● 待解问题:
请改写下列数据中从含有“Task: place a pin on each instance of the asphalt”的那一行起、至数据末尾止的部分，把其中的“backyard lawn”一律换成“front lawn”，其余内容保持原样，并只输出这一部分。

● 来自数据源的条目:
• • •

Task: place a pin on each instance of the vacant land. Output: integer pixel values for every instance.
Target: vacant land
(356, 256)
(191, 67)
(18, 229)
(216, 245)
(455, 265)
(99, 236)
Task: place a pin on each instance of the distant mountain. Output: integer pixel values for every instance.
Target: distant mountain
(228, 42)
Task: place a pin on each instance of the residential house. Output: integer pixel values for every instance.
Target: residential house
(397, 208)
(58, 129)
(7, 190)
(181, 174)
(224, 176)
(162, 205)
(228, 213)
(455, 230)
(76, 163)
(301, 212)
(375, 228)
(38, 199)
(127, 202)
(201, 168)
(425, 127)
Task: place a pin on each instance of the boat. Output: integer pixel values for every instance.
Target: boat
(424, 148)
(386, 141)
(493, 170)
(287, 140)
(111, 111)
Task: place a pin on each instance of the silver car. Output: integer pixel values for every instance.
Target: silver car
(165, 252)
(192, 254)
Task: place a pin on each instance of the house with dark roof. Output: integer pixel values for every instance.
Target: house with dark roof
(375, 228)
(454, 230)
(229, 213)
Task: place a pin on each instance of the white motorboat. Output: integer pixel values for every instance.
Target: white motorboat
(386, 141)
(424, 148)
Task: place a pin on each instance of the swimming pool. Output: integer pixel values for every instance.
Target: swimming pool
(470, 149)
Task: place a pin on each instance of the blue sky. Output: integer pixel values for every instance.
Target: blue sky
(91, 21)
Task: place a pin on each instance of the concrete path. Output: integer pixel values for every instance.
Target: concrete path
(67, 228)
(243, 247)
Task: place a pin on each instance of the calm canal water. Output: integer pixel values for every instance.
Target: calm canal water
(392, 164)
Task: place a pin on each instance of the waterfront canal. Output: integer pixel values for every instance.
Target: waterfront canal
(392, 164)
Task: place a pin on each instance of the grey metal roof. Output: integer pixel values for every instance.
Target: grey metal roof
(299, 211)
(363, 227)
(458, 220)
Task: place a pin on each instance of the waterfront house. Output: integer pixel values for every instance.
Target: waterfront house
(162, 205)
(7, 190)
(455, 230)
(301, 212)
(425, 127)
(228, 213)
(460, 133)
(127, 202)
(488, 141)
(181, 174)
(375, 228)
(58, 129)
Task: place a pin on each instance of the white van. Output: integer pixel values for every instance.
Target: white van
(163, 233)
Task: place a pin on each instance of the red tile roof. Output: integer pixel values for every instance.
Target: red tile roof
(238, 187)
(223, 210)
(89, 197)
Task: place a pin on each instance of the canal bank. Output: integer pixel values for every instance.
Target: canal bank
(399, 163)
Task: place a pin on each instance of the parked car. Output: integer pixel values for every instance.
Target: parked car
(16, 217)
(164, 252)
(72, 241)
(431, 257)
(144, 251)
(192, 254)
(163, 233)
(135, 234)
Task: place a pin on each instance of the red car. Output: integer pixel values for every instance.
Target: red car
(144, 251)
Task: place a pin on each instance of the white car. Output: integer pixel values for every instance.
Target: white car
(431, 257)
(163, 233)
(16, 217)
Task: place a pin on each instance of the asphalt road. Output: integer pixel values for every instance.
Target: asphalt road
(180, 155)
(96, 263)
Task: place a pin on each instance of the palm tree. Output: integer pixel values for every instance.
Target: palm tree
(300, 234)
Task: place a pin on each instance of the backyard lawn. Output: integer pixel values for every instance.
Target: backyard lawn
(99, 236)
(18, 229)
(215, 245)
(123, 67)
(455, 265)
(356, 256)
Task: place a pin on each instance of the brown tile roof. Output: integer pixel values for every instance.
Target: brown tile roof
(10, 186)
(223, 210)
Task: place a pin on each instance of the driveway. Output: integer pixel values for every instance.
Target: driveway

• • •

● 书面作答:
Task: place a pin on each instance of the asphalt road. Output: integer pixel values for every instance.
Target: asphalt road
(180, 155)
(96, 263)
Task: place a pin on each instance of the palm tree. Output: integer pixel values for every instance.
Target: palm tree
(300, 234)
Task: place a pin on each instance of the front lawn. Output: integer pixel values for every instance.
Target: front lawn
(99, 236)
(18, 229)
(215, 245)
(123, 67)
(455, 265)
(356, 256)
Task: place a pin on each instance of the brown tile roof. Output: integer pixel values for every instance.
Target: brown tile roof
(10, 186)
(223, 210)
Task: place a pin on each instance of the driveway. Output: integer pixel values for every instance.
Target: driveway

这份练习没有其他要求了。